> **WHAT YOU WILL DO**: All of the data is to be printed exactly, though the images must be left off.

> **RECORDS FOR THE EXERCISE**:
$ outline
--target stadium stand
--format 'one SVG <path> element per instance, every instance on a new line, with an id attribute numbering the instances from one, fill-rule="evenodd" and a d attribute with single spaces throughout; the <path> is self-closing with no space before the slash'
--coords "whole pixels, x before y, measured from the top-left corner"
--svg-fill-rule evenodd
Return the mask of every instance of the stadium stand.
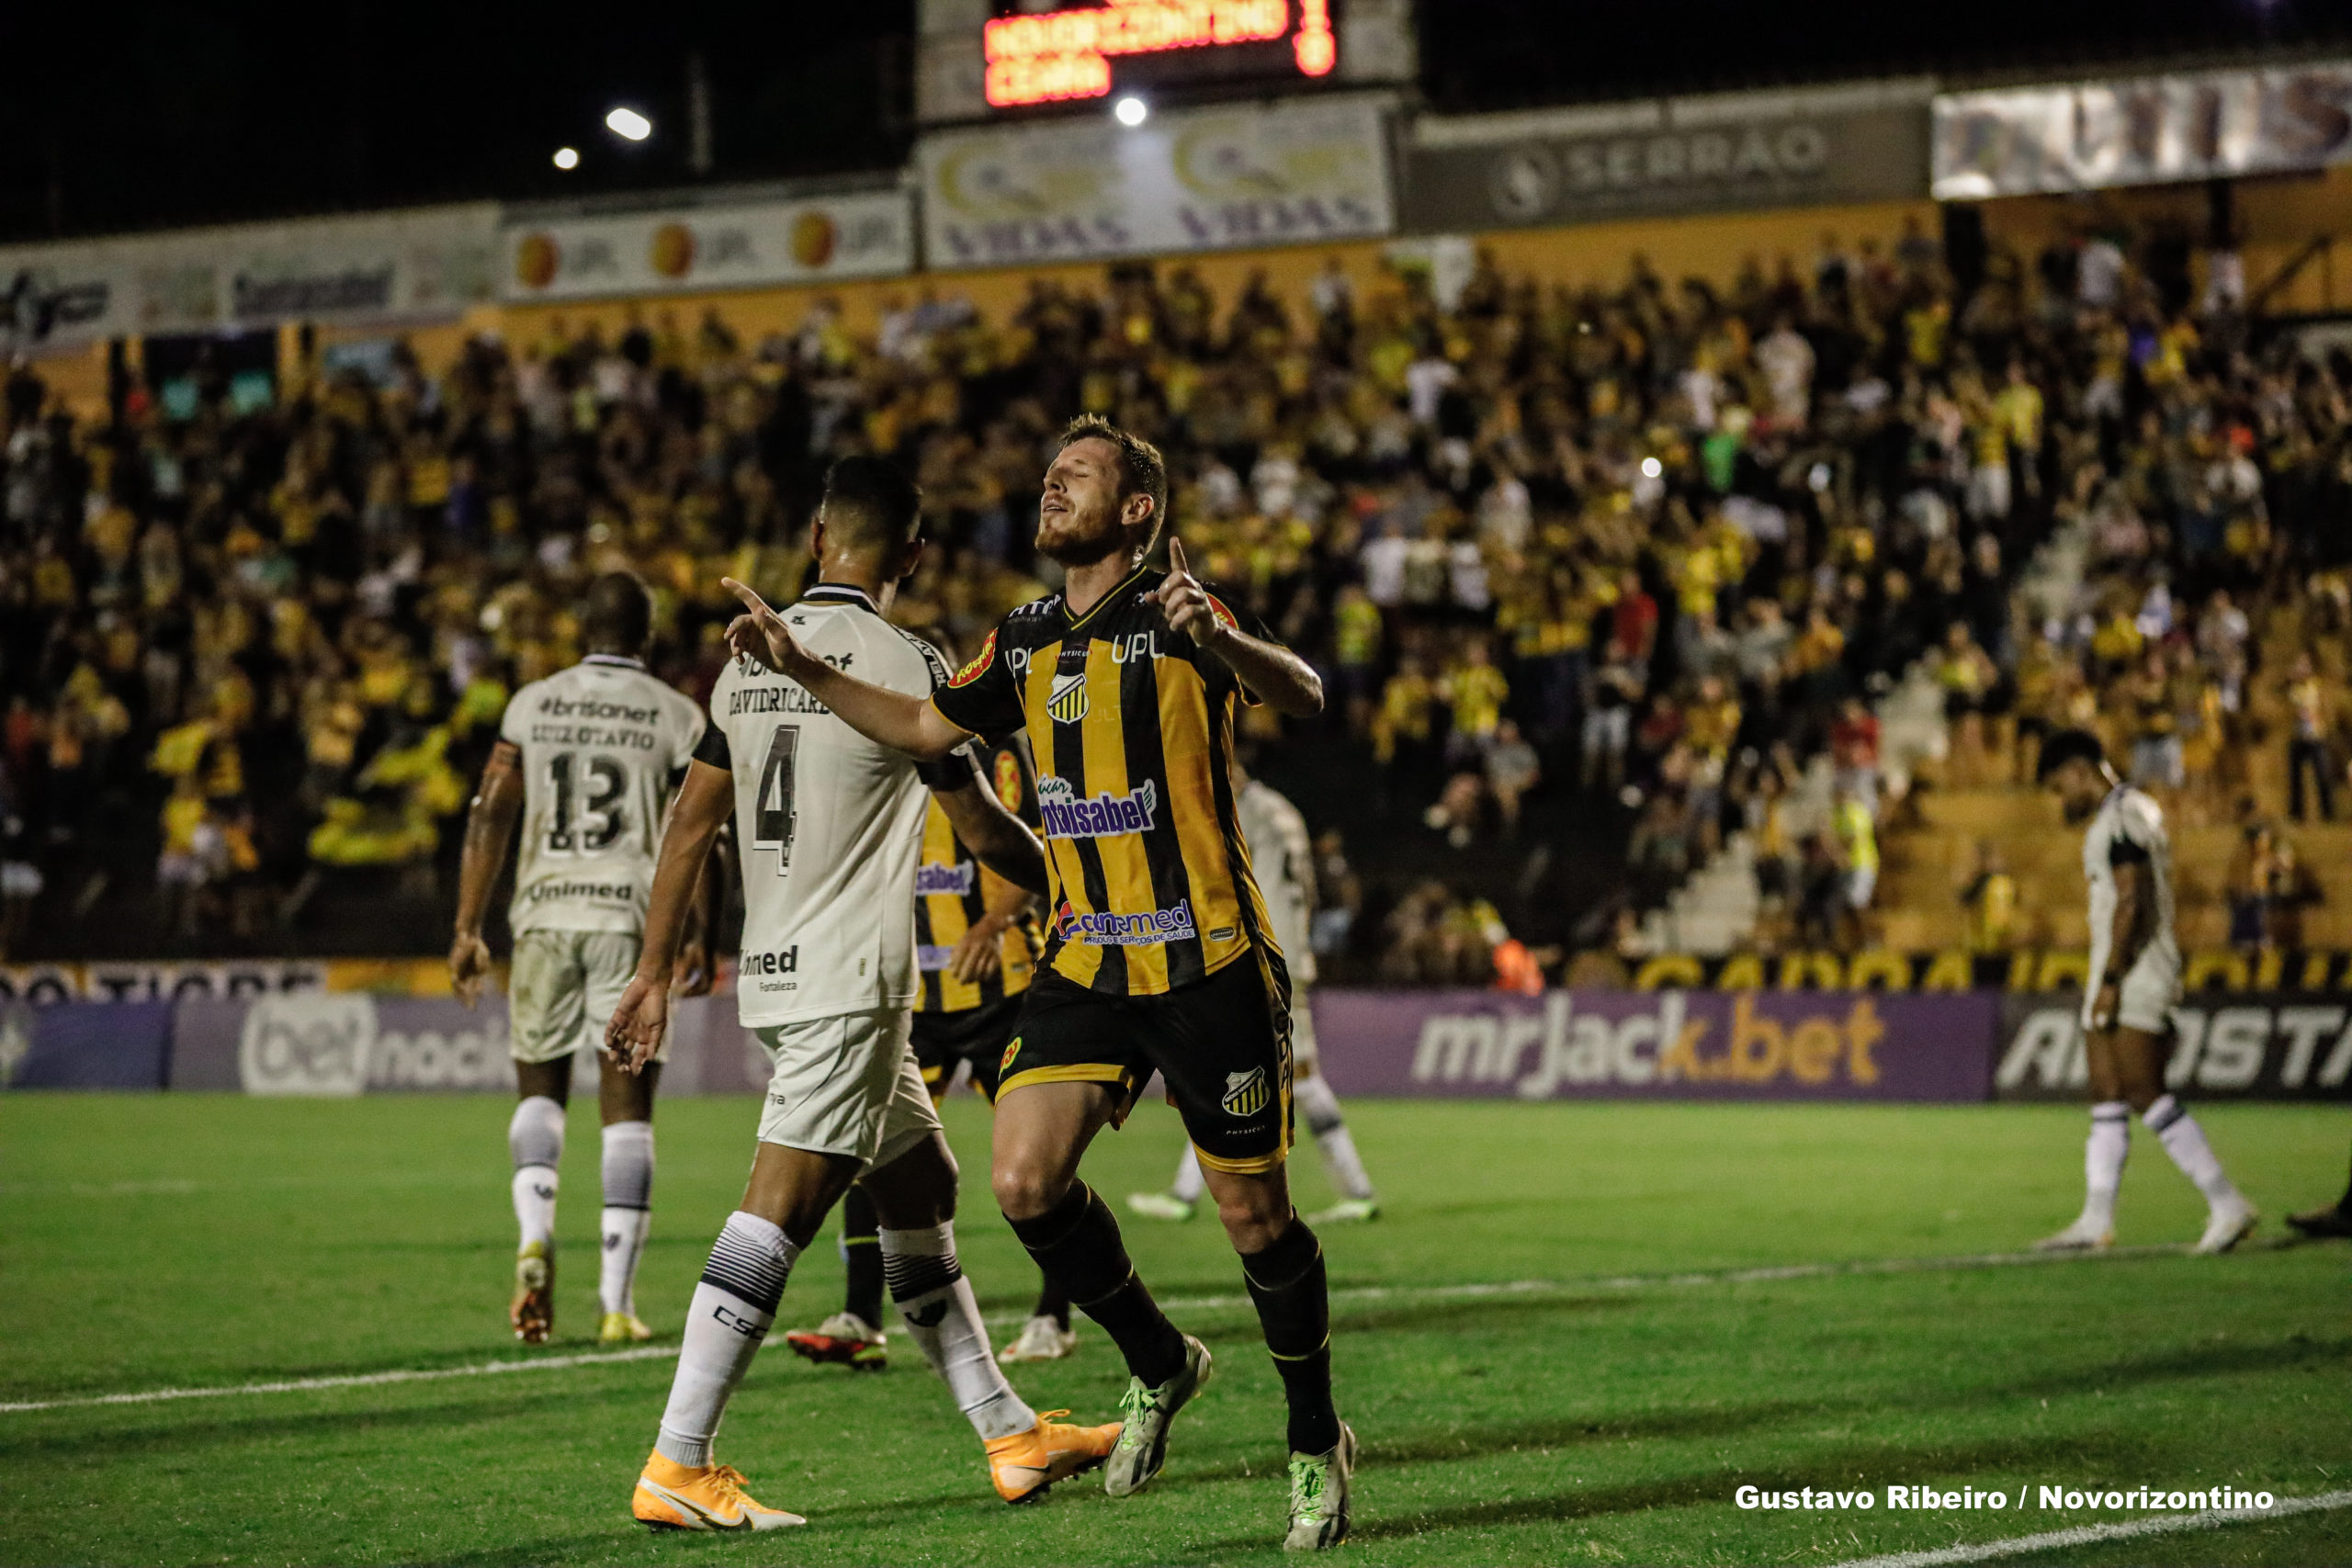
<path id="1" fill-rule="evenodd" d="M 10 951 L 434 951 L 500 705 L 576 654 L 586 574 L 643 572 L 662 671 L 707 692 L 718 579 L 797 583 L 824 461 L 878 451 L 943 547 L 900 617 L 969 647 L 1045 589 L 1024 519 L 1081 409 L 1168 448 L 1198 569 L 1329 677 L 1314 744 L 1254 722 L 1325 803 L 1343 973 L 2073 940 L 2014 781 L 2086 716 L 2189 824 L 2190 940 L 2240 884 L 2262 931 L 2335 937 L 2341 830 L 2268 819 L 2290 773 L 2322 817 L 2343 783 L 2352 363 L 2149 259 L 1996 243 L 1962 288 L 1915 224 L 1721 288 L 1488 253 L 1444 299 L 1335 266 L 1225 301 L 1136 265 L 867 336 L 558 322 L 243 412 L 199 378 L 185 419 L 77 420 L 19 367 Z M 1987 839 L 1997 931 L 1961 897 Z"/>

> **EXPECTED ANSWER**:
$ outline
--target stadium stand
--format 'one SVG <path> element per instance, every instance on a new line, with an id attribute numbering the instances from one, fill-rule="evenodd" and a d attribute with single spaces throughout; the <path> is self-closing with no space before the slash'
--coords "whole pixels, x before y, measured from the top-left corner"
--svg-fill-rule evenodd
Return the mask of every instance of the stadium stand.
<path id="1" fill-rule="evenodd" d="M 10 951 L 434 951 L 500 705 L 576 654 L 586 574 L 643 572 L 662 671 L 707 692 L 718 579 L 797 583 L 824 461 L 878 451 L 943 547 L 900 617 L 969 647 L 1045 589 L 1024 519 L 1081 409 L 1168 448 L 1198 569 L 1329 677 L 1314 744 L 1254 722 L 1325 803 L 1343 973 L 2073 940 L 2014 781 L 2086 716 L 2189 824 L 2190 940 L 2240 884 L 2262 931 L 2335 937 L 2341 830 L 2268 819 L 2290 773 L 2322 817 L 2343 783 L 2352 363 L 2149 259 L 1996 243 L 1962 288 L 1915 224 L 1721 288 L 1488 253 L 1444 299 L 1335 266 L 1225 301 L 1136 265 L 867 336 L 558 322 L 243 412 L 199 378 L 185 419 L 77 420 L 19 367 Z M 1987 839 L 1997 931 L 1961 897 Z"/>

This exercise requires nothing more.